#### Requirement:
Reproduce the following material verbatim, preserving every line without alteration.

#### The data:
====================

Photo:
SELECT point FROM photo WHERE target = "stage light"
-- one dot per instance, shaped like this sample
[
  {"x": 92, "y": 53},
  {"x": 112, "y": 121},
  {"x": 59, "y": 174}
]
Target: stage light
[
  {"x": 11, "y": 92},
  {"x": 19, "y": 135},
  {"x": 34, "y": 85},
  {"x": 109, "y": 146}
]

====================

#### Task result:
Photo:
SELECT point FROM photo WHERE target = "stage light"
-- one dot per instance, shaped like this sample
[
  {"x": 92, "y": 53},
  {"x": 112, "y": 121},
  {"x": 59, "y": 174}
]
Target: stage light
[
  {"x": 11, "y": 92},
  {"x": 19, "y": 135},
  {"x": 34, "y": 85},
  {"x": 109, "y": 146}
]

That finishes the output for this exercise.